>> START Dataset rows

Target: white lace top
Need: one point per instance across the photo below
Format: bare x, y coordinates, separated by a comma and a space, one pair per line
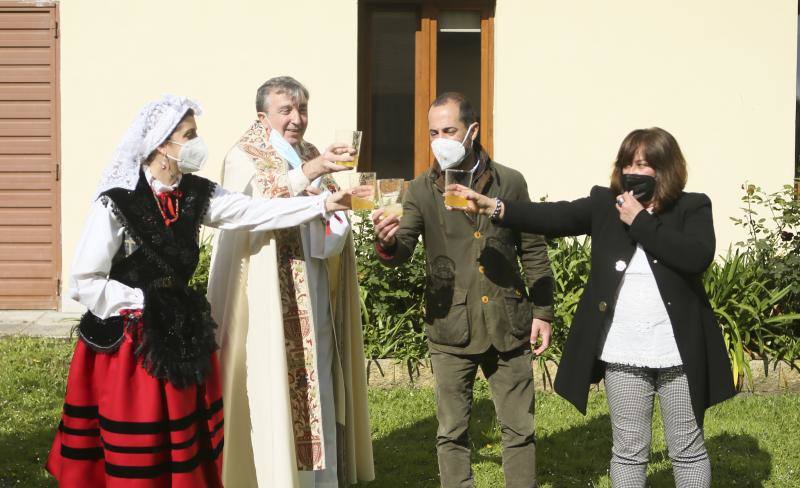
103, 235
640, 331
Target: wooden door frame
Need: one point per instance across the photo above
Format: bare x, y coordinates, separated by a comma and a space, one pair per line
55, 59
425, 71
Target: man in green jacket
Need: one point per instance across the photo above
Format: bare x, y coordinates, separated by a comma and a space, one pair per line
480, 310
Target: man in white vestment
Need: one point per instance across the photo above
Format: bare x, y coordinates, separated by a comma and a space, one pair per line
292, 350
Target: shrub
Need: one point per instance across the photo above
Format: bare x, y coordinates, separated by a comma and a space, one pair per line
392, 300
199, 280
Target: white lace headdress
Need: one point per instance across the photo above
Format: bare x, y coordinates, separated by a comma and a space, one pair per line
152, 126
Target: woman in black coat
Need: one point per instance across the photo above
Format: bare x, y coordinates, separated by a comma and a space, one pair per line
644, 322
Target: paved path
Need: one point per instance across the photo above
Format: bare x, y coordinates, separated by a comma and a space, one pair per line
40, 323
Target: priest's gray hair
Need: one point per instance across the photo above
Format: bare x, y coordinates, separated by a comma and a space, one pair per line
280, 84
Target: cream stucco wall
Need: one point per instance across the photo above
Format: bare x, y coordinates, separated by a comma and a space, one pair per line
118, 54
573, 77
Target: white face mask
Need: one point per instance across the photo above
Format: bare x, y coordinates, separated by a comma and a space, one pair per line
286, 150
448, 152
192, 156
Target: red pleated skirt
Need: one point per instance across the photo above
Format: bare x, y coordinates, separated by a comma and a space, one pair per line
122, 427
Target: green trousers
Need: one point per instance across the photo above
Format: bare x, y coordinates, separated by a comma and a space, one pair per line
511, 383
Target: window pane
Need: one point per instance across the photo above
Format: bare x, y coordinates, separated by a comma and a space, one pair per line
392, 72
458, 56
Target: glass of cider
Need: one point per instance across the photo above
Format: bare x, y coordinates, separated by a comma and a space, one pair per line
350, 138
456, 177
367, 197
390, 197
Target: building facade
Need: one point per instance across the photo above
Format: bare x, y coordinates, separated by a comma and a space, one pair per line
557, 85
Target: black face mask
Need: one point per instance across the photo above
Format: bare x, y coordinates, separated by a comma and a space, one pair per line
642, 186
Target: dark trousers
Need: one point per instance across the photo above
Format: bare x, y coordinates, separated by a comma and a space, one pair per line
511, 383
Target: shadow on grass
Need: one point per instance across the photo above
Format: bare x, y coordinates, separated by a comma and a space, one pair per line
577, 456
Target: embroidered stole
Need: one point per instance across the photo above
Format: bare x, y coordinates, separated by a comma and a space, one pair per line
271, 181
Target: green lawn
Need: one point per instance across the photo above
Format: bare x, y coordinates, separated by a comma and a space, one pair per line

>> END Dataset rows
>> START Dataset rows

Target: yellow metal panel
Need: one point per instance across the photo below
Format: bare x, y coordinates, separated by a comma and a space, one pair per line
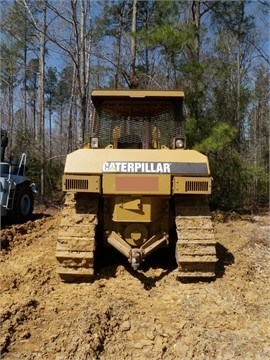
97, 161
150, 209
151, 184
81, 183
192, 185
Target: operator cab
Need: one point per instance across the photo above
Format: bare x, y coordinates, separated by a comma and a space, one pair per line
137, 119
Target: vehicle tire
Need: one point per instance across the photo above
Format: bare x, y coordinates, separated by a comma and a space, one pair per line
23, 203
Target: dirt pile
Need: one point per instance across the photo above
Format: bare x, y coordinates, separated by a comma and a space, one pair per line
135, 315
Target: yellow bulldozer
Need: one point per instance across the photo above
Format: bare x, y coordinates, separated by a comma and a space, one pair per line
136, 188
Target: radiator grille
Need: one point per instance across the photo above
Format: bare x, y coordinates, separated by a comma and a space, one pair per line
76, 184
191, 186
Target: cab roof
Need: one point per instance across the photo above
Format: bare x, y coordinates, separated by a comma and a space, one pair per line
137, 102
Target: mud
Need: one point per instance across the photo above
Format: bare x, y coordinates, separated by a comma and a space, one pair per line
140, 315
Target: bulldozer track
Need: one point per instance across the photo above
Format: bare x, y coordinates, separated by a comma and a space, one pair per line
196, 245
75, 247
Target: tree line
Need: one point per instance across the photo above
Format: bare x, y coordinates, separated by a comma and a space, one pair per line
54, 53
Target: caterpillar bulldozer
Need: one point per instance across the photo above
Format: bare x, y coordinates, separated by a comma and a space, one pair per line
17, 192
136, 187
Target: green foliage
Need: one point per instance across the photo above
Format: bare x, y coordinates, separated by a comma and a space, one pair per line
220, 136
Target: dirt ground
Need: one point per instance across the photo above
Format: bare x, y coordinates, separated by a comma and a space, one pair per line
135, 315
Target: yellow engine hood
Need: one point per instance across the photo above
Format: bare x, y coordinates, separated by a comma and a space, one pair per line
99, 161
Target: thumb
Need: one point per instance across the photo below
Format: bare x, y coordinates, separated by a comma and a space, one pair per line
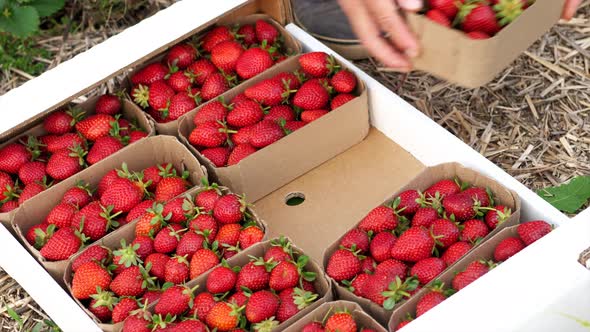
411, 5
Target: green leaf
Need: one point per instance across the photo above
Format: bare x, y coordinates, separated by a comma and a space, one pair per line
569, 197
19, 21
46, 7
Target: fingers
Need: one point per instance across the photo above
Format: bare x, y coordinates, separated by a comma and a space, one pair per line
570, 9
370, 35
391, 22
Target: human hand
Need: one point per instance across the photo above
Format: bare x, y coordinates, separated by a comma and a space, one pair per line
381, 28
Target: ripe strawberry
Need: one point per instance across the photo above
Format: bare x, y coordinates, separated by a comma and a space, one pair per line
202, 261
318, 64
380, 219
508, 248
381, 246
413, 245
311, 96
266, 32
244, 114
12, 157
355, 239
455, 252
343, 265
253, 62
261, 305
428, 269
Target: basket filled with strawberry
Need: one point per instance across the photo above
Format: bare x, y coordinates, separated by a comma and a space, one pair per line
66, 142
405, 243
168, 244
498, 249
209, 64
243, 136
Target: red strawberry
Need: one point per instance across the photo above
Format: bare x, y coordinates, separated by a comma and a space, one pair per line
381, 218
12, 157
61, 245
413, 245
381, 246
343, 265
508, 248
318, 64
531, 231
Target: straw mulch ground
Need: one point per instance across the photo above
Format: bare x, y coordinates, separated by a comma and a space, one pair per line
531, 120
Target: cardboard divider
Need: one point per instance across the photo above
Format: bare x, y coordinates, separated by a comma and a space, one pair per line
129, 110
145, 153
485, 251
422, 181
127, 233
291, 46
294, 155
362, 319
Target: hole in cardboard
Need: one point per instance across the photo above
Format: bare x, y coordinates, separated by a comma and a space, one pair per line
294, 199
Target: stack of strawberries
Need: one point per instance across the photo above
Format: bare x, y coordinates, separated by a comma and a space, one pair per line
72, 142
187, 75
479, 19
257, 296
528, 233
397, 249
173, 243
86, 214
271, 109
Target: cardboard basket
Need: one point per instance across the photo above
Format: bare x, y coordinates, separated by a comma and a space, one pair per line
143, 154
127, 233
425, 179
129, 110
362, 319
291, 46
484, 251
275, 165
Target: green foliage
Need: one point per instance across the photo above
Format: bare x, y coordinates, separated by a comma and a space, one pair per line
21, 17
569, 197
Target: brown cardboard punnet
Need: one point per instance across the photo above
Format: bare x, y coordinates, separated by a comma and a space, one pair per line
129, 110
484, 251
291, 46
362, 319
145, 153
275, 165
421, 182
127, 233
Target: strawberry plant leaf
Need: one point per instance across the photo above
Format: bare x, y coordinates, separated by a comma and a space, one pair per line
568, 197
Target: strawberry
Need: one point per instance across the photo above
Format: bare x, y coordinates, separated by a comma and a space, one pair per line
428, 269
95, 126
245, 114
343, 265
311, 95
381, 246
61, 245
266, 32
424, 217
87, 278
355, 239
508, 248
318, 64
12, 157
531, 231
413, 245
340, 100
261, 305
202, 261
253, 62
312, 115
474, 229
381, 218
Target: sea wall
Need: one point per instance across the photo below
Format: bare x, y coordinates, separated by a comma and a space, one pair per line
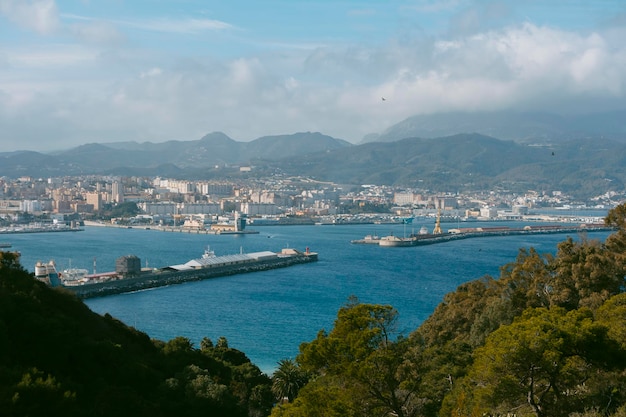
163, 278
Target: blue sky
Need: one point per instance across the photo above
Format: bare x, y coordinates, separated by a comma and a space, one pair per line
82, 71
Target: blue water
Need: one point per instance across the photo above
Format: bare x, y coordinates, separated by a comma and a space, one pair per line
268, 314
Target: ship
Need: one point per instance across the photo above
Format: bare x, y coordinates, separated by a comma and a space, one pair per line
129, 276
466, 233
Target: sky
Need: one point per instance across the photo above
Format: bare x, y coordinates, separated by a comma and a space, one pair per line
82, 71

>> END Dataset rows

*The problem*.
Report how many lines in the records above contain the word "leaf". Give only the number.

*Exercise output*.
2